(What is being asked): Set down the records below in full, exactly as they read.

(Information supplied):
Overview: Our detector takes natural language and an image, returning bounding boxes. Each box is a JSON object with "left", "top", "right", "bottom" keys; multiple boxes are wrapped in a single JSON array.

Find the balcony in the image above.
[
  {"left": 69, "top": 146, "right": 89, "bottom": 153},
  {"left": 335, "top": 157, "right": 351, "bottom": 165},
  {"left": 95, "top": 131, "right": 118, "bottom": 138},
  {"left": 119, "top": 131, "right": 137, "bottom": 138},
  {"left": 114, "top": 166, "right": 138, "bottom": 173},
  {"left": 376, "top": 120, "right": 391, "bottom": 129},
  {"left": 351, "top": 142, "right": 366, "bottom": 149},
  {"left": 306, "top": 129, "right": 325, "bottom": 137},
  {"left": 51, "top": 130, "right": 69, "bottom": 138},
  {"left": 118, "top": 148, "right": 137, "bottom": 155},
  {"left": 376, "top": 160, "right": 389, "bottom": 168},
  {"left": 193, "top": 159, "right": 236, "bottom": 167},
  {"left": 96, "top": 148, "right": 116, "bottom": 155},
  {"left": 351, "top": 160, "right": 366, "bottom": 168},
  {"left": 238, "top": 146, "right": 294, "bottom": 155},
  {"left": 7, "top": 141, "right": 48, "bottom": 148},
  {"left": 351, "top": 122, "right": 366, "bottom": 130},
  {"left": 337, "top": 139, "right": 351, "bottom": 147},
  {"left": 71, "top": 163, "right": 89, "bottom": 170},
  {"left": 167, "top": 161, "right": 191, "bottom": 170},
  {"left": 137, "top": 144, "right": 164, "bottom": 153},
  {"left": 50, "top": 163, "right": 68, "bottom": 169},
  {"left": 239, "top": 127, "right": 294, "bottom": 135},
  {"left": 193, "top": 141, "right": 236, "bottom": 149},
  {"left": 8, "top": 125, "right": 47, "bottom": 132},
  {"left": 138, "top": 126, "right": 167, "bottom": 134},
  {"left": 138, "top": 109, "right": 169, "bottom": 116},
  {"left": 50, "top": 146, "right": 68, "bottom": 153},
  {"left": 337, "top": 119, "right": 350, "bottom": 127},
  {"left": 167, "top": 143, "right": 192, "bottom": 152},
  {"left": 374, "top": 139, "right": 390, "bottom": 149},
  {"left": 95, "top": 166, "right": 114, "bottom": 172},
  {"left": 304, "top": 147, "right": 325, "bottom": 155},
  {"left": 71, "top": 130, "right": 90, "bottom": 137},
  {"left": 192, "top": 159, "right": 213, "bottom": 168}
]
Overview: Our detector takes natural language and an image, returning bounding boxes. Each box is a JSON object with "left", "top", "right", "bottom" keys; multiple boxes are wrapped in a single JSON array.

(Solution):
Overview: Our detector takes natural language and an image, returning bounding boxes. Each box is a JSON object with "left", "top", "right", "bottom" keys; multiple boxes are wrapped in a single JSON array.

Find the balcony in the image above.
[
  {"left": 69, "top": 146, "right": 89, "bottom": 153},
  {"left": 335, "top": 157, "right": 351, "bottom": 165},
  {"left": 95, "top": 131, "right": 118, "bottom": 138},
  {"left": 119, "top": 131, "right": 137, "bottom": 138},
  {"left": 114, "top": 166, "right": 138, "bottom": 173},
  {"left": 376, "top": 120, "right": 391, "bottom": 129},
  {"left": 351, "top": 142, "right": 366, "bottom": 149},
  {"left": 306, "top": 129, "right": 325, "bottom": 137},
  {"left": 51, "top": 130, "right": 69, "bottom": 138},
  {"left": 118, "top": 148, "right": 137, "bottom": 155},
  {"left": 376, "top": 160, "right": 389, "bottom": 168},
  {"left": 193, "top": 159, "right": 236, "bottom": 167},
  {"left": 96, "top": 148, "right": 116, "bottom": 155},
  {"left": 351, "top": 160, "right": 366, "bottom": 168},
  {"left": 238, "top": 146, "right": 294, "bottom": 155},
  {"left": 7, "top": 141, "right": 48, "bottom": 148},
  {"left": 351, "top": 122, "right": 366, "bottom": 130},
  {"left": 337, "top": 139, "right": 351, "bottom": 147},
  {"left": 71, "top": 163, "right": 89, "bottom": 170},
  {"left": 167, "top": 161, "right": 191, "bottom": 170},
  {"left": 137, "top": 144, "right": 164, "bottom": 153},
  {"left": 50, "top": 163, "right": 68, "bottom": 169},
  {"left": 239, "top": 127, "right": 294, "bottom": 135},
  {"left": 193, "top": 141, "right": 236, "bottom": 149},
  {"left": 8, "top": 125, "right": 47, "bottom": 132},
  {"left": 138, "top": 126, "right": 167, "bottom": 134},
  {"left": 138, "top": 109, "right": 169, "bottom": 116},
  {"left": 50, "top": 146, "right": 68, "bottom": 153},
  {"left": 337, "top": 119, "right": 350, "bottom": 127},
  {"left": 167, "top": 143, "right": 192, "bottom": 152},
  {"left": 374, "top": 139, "right": 390, "bottom": 149},
  {"left": 95, "top": 166, "right": 114, "bottom": 172},
  {"left": 304, "top": 147, "right": 325, "bottom": 155},
  {"left": 71, "top": 130, "right": 90, "bottom": 137},
  {"left": 192, "top": 159, "right": 213, "bottom": 168}
]
Overview: Our detector takes natural language and an image, returning bounding boxes. Each box is a JSON object with "left", "top", "right", "bottom" keys; multiple boxes are wrapped in a single JSON array.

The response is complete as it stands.